▶ **Set exercise**
Copy out the records below, replacing every occurrence of "dot" with "marker" and leaving all other text unchanged.

▶ **Exercise data**
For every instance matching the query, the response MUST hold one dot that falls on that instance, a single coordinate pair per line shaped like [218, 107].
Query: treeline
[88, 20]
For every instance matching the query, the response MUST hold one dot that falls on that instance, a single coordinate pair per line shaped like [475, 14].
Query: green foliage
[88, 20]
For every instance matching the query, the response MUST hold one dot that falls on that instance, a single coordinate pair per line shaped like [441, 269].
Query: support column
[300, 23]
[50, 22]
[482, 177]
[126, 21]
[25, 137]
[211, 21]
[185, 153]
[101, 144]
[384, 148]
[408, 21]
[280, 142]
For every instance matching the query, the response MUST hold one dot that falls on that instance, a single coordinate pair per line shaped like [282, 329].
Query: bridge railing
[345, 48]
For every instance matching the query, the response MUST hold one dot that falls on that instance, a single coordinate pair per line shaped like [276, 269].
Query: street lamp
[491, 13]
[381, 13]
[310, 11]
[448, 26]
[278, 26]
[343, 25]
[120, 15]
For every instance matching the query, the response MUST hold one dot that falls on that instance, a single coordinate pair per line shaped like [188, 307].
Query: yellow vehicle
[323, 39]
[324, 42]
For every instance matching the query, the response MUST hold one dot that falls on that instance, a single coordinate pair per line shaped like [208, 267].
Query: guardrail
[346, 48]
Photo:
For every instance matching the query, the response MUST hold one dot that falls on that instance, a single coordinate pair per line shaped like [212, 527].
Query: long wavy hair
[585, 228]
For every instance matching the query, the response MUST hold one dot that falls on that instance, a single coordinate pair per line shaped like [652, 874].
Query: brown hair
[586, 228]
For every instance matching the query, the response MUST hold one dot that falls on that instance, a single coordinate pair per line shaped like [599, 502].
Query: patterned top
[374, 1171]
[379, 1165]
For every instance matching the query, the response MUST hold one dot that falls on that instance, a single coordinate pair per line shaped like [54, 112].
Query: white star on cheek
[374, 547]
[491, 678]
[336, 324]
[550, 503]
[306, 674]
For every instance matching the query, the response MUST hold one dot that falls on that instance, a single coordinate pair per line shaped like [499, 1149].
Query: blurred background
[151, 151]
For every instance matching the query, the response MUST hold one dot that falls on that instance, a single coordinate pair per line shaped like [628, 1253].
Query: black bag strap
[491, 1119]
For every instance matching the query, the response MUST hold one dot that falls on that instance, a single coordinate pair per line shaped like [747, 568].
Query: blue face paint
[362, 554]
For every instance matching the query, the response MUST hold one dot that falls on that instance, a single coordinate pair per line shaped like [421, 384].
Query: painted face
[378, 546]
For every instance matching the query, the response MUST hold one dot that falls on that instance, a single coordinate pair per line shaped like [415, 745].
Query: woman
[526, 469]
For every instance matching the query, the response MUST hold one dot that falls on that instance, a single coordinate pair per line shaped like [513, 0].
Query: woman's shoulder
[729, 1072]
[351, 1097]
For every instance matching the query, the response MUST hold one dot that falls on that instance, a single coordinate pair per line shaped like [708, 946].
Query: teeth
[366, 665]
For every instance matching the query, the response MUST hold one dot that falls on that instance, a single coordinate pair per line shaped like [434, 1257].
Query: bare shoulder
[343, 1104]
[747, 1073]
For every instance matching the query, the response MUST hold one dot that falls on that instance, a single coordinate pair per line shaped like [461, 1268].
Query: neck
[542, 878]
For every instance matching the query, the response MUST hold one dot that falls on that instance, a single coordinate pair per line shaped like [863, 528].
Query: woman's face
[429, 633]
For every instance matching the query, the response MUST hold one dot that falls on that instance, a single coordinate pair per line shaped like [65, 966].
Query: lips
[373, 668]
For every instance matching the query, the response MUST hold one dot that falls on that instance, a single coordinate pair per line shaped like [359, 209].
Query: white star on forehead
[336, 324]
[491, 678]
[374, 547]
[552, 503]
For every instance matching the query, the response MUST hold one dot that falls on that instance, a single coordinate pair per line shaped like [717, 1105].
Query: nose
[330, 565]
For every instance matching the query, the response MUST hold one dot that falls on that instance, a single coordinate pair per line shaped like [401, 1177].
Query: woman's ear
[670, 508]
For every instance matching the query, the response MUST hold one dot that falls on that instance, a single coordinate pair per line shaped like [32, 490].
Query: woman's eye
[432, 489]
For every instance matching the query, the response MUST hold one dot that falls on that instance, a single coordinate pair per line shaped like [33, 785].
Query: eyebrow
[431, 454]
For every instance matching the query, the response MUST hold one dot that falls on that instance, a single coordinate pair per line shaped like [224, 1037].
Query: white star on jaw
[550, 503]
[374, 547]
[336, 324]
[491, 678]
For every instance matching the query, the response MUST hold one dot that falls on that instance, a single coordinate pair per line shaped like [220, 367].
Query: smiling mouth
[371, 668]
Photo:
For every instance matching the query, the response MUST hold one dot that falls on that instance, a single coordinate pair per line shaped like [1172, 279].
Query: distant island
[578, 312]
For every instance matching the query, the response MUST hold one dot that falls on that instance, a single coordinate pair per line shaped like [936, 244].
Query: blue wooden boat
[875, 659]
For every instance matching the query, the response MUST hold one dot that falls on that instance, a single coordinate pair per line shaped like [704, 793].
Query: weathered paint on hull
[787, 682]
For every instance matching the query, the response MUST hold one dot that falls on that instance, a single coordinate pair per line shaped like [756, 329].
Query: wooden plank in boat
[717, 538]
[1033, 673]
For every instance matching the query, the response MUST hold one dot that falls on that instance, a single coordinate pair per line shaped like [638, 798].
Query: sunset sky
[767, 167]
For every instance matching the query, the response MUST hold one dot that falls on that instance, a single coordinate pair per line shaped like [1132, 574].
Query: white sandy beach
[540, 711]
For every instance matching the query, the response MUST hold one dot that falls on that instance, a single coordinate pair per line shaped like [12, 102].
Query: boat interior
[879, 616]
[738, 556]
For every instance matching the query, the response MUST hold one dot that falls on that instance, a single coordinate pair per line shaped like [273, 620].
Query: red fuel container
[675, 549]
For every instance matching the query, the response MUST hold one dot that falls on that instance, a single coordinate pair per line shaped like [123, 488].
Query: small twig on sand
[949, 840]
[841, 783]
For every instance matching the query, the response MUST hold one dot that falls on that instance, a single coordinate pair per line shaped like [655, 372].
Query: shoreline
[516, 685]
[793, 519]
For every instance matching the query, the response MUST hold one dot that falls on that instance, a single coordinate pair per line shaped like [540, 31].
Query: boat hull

▶ **Finished task**
For every instance matching the query, the response MUST hold one marker that falls on that instance, a single coordinate pair per line shaped like [218, 107].
Query: treeline
[88, 20]
For every instance matching the query, the response MUST hold one marker that falls on that instance, a single coordinate pair per line shaped like [475, 14].
Query: green foliage
[88, 20]
For every instance matching the query, the response MUST hold one marker that falls on that instance, a single coordinate pair per line shaped like [441, 269].
Query: support column
[300, 23]
[50, 22]
[482, 177]
[126, 21]
[25, 137]
[211, 21]
[185, 153]
[101, 144]
[384, 148]
[408, 21]
[280, 142]
For every instance matching the query, the response MUST hold one marker that falls on that instance, a single coordinate pair per line shaped like [282, 329].
Query: bridge railing
[345, 48]
For every instance matching the query, the response MUST hold one marker that falls on that instance, a single coordinate pair per line shaped like [276, 269].
Query: street lamp
[491, 13]
[381, 13]
[310, 11]
[448, 26]
[278, 26]
[343, 25]
[120, 15]
For every instance matching the query, the response MUST hold one marker that falls on that instance, a single coordinate pair per line shaped like [188, 307].
Query: yellow vehicle
[323, 39]
[324, 42]
For every instance matching the query, the response MUST hold one marker that falls on that instance, a single coordinate pair per line shaped like [208, 267].
Query: guardrail
[346, 48]
Photo:
For every instance matching the query, the response MUST hold one marker that falls on that instance, a single coordinate pair per line shaped like [212, 527].
Query: long wavy hair
[585, 228]
For every instance matching the query, the response MUST hold one marker that falls on that instance, a single coordinate pair per line shaped like [652, 874].
Query: brown hair
[586, 228]
For every instance matching the query, the response MUST hold one marker that falls on that instance, a single coordinate pair per line shaped like [599, 502].
Query: patterned top
[374, 1171]
[379, 1165]
For every instance matching the query, the response MUST hold one marker that falls on that instance, a single coordinate pair per line shaped like [54, 112].
Query: white star on cheek
[374, 547]
[491, 678]
[336, 324]
[550, 503]
[306, 674]
For every instance matching the query, the response MUST hold one marker that falls on that instance, a single coordinate pair per line shaped like [499, 1149].
Query: blurred background
[151, 151]
For every instance matching the query, the response MUST hold one marker that falls on that instance, a single coordinate pair per line shaped like [628, 1253].
Query: black bag strap
[491, 1119]
For every instance matching the query, the response MUST hold one marker that falls on that instance, a single coordinate pair per line shaped like [747, 568].
Query: blue face paint
[362, 554]
For every instance matching the query, the response MUST hold one marker that falls on that instance, a single coordinate pair per line shaped like [421, 384].
Query: painted face
[378, 546]
For every instance matching the query, the response MUST hold one marker that falls on that instance, a single coordinate pair per line shaped like [415, 745].
Query: woman
[526, 469]
For every instance matching the query, the response MUST hold one marker that falls on that instance, a single coordinate pair per line shaped like [513, 0].
Query: woman's shoulder
[729, 1072]
[351, 1097]
For every instance matching the query, the response MUST hold one marker that falls on that instance, a single coordinate pair per line shaped like [708, 946].
Query: teeth
[366, 665]
For every instance matching the query, the response MUST hold one marker that falls on that instance, a single coordinate pair per line shaped like [434, 1257].
Query: bare shoulder
[343, 1104]
[747, 1073]
For every instance matching the query, the response MUST hold one marker that falls on that instance, a single coordinate pair per line shaped like [461, 1268].
Query: neck
[542, 878]
For every instance matching the query, the response MUST hold one marker that falls on that instance, a single coordinate pair per line shaped like [863, 528].
Query: woman's face
[429, 633]
For every instance matching the query, the response MUST hold one marker that falls on that instance, a single coordinate pair per line shaped like [65, 966].
Query: lips
[373, 668]
For every instance matching the query, the response MUST hold one marker that falls on that instance, a single coordinate pair per line shaped like [359, 209].
Query: white star on forehead
[336, 324]
[491, 678]
[374, 547]
[552, 503]
For every instance matching the query, the response MUST hold one marker that falls on that instance, a single coordinate pair per line shaped like [717, 1105].
Query: nose
[330, 565]
For every instance matching the query, the response MUST hold one marker that falls on that instance, a single coordinate pair per line shaped like [401, 1177].
Query: woman's ear
[670, 508]
For every instance matching the query, the response MUST hold one marker that falls on that instance, a single coordinate pair per line shaped like [32, 490].
Query: woman's eye
[432, 489]
For every instance matching the query, the response MUST hold one marker that falls on that instance, a single coordinate pair per line shaped like [33, 785].
Query: eyebrow
[431, 454]
For every instance matching the query, the response MUST hold one marker that falls on that instance, a single coordinate pair per line shaped like [224, 1037].
Query: white star on jaw
[550, 503]
[374, 547]
[336, 324]
[491, 678]
For every instance matching the query, the response MUST hold one marker that falls on that instance, a single coordinate pair per line shaped like [220, 367].
Query: smiling mouth
[371, 668]
Photo:
For every instance matching the query, the response MUST hold one marker that falls on that instance, a single coordinate pair per line shaped like [1172, 279].
Query: distant island
[578, 312]
For every instance matching the query, the response MUST hold one marker that falls on that instance, a single coordinate pair per line shaped like [936, 244].
Query: blue wooden boat
[875, 659]
For every instance matching the query, the response MUST hold one marker that falls on that instance, a single coordinate pair per line shaped like [704, 793].
Query: weathered paint on hull
[787, 682]
For every instance matching the query, the response MUST hold one marker that falls on that instance, a single coordinate pair per line shaped like [756, 329].
Query: wooden plank in boat
[717, 538]
[1033, 673]
For every instance matching the query, the response MUST hold one marker that falls on that instance, a single coordinate pair per line shaped like [638, 798].
Query: sunset sky
[767, 167]
For every instance matching the query, the response MUST hold one marker that falls on that instance, a single coordinate pair per line shaped like [1132, 574].
Query: white sandy beach
[540, 711]
For every instance matching the query, the response MUST hold one marker that falls on that instance, a single coordinate pair per line shaped like [12, 102].
Query: boat interior
[879, 616]
[738, 556]
For every instance matching the query, the response MUST hold one marker that falls on that instance, a single coordinate pair per line shaped like [273, 620].
Query: red fuel container
[675, 549]
For every instance matching the query, the response MUST hold one marker that falls on that instance, a single coordinate pair per line shaped like [123, 488].
Query: small twig on sand
[949, 840]
[841, 783]
For every instance matching the query, the response MUST hold one marker that falls on that instance, a single coordinate pair per line shaped like [655, 372].
Query: shoreline
[516, 685]
[793, 519]
For every instance matching the query, the response MUST hold one marker that falls on that instance, a single coordinate pair per line shaped like [540, 31].
Query: boat hull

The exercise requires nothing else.